───── Seçilmiş metin

Anadolu’dan Tataristan’a, Yakutistan’dan Kosova’ya Türk yurtlarının binlerce masalına yeni bir soluk kazandıran Yücel Feyzioğlu bu muhteşem eser için tam 30 yıl emek harcamış. Sözlü anlatı geleneğimizin bir kolu olan masalların bir araya toplanmış olması çok büyük bir önem arz etmektedir. Masalların yazıya geçirilmesi kimseyi endişelendirmesin. Her anlatıcının dilinde masallar gelişmeye ve yenilenmeye devam edecektir. Çünkü masallar böyle var olurlar, böyle yaşarlar. Canlılıklarını anlatıcılarına borçludurlar. Anlatıcılar var olduğu sürece masallar dünyamızı süslemeye devam edecektir.

Anadolu’nun dört yanından masallar

Muhsine Helimoğlu Yavuz tarafından kaleme alınan seri bir eserdir. Beş kitaptan oluşan seri Yavuz’un en önemli çalışmalarından biridir. Kitaplar sırasıyla şöyle: Evvel Zaman İçinde (Anadolu Masalları-1), Gel Zaman Git Zaman (Anadolu Masalları-2), Zaman Zaman İçinde (Anadolu Masalları-3), Esil İle Yeşil (Anadolu Masalları-4), Bir Varmış bin Yokmuş (Anadolu Masalları-5).

Evvel Zaman İçinde’nin arka kapak yazısında “İnsan masalsız, meşe çakalsız olmaz” yazıyor. Sözlü anlatım geleneğinin tarihini düşününce bu cümlenin ne kadar doğru olduğunu bir kez daha idrak ediyoruz. Bu kitapta ve serinin diğer kitaplarında yer alan masallar, Anadolu’nun hemen her bölgesinden dinlenerek ilk kez sözden yazıya geçirilmiş halk anlatılarıdır. Titiz bir çalışmanın ürünüdür. Yazarın masalın çocuk eğitimindeki yeri ve önemine inancı bu serinin ve başka birçok masal kitaplarının edebiyat dünyasına kazandırılmasında mihenk taşı olmuştur.. Yazarın aşağıda yer alan sözleri masalların bu en önemli özelliğini vurgulayan cümlelerdir: “Masallarda genellikle iyilik, dürüstlük, adalet ve çalışkanlık üstün gelmekte ve yine çoğunlukla mutlu sonla bitip iyiler hak ettikleri yerlere ulaşırken kötüler de cezalarını çekmektedirler. Bu da henüz gelişmekte olan çocuk ruhlarının, bilinçlerinin, doğrudan ve haklıdan yana tavır koymaları doğrultusunda yönlendirilmeleri bakımından yararlı olacaktır. Önemli olan onlara, temelde güzel ve sağlam değerler kazandırabilmektir. Bunun da en kolay ve etkili yolu masallardan geçer.”

──────────
───── Kayıtlar

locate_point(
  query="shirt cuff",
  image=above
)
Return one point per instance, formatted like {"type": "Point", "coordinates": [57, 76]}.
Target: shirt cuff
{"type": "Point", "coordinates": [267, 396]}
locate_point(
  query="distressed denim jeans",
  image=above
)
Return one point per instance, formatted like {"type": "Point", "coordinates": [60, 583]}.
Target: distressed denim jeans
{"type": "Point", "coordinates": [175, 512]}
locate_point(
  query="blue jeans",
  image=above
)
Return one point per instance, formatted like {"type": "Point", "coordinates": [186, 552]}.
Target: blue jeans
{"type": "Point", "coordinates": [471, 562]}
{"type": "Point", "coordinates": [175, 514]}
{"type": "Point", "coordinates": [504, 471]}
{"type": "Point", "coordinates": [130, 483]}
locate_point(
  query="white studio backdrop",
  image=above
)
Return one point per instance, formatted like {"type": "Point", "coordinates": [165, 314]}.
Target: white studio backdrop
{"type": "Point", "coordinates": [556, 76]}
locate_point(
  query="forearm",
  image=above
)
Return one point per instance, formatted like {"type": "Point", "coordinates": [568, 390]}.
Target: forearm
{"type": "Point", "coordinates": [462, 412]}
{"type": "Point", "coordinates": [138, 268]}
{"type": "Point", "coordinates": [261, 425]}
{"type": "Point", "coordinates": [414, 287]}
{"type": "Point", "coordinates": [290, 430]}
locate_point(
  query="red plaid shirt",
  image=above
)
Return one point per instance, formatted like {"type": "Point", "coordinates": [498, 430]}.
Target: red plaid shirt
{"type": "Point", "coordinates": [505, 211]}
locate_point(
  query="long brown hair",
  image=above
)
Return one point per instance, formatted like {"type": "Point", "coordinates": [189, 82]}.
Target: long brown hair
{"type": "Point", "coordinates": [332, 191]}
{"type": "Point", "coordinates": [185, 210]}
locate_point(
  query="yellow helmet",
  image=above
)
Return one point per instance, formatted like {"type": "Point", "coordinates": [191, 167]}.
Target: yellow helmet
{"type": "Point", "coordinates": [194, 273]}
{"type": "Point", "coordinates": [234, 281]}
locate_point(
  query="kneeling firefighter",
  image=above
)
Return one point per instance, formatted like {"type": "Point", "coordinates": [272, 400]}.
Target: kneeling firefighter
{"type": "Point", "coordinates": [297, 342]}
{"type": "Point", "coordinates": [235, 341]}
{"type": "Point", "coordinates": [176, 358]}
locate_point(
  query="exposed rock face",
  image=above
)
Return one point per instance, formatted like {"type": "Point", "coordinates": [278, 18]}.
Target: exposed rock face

──────────

[Yönergeler]:
[a] Masal derlemeleri hakkındaki metne göre Anadolu Masalları serisi kaç kitaptan oluşur?
[b] Masal derlemeleri hakkındaki metni son cümlesinden sonra sürdürün.
Bu malzeme başka bir kaynaktan alınmıştır.

[Görevlerin yanıtları]:
[a] Seri beş kitaptan oluşur.

[b]
Grimmler iş başında

Pamuk Prenses ve Yedi Cüceler, Külkedisi, Rapunzel, Kırmızı Başlıklı Kız, Uyuyan Güzel, Bremen Mızıkacıları…Hepsi ne kadar tanıdık ne kadar bildik masallar değil mi? Belki de çoğumuz uzun zaman bu masalları Türk Masalları diye bildik. Ama bu masallar Jacob Ludwig Carl Grimm (1785-1883) ve Wilhelm Carl Grimm (1786-1859) yani Grimm Kardeşler tarafından yazıldı. Daha doğrusu kendi ülkeleri olan Almanya’dan ve çeşitli Avrupa ülkelerindeki sözlü kaynaklardan faydalanarak iki yüzden fazla masalı derleyip yazıya döktüler. Bu masallar yetmişten fazla dile çevrilip tüm dünyaya yayıldığı için artık sanırım hemen her ülkede insanlar bu masalları kendi kültürlerinin bir parçası sanıyorlardır. İşin espri tarafı bir yana Grimm Kardeşlerin bu çabalarını takdir etmek gerekir. Bu masallar yıllar sonra basılıp yayınlanmaya devam edecektir. Grimm Kardeşler Masallarının şimdiye kadar bilinen tarihi bunu işaret etmektedir. Zaten bu masalları biliyoruz demeyin. Bir de asıl kaynaktan okuyun derim.

İlk masal derlemesi

Billur Köşk Masalları da Binbir Gece Masallar’ı gibi yıllardır defalarca farklı baskıları yapılan güzide eserlerden biridir ve Türkiye’deki ilk masal derlemesi olarak bilinmektedir. Kitap içinde on dört masal bulunmaktadır. Billur Köşk kitaplarının en eski basımlarının üzerinde tarih bulunmasa da, yaklaşık olarak en erken 1876 yılları olabileceği tahmin edilmektedir. Masal camiasına çok büyük katkılar yapmış olan Tahir Alangu da Billur Köşk Masallarını yeniden yazdı. Masallar insanların sorunlarına çözüm bulmak için, insanların ahlaki duygularının gelişmesi için ya da içinde bulundukları durumları tanımlamak için anlatılırmış. Şimdilerde bu kriterler tamamen geçerli olur mu bilemiyorum ama masallar hakkında söylenebilecek değişmez gerçek şudur: Masallar insanın hayal dünyasını harekete geçirir, hayal dünyası zengin bir toplum da tüm toplumlar önünde lider bir konuma geçer hem de hemen her açıdan.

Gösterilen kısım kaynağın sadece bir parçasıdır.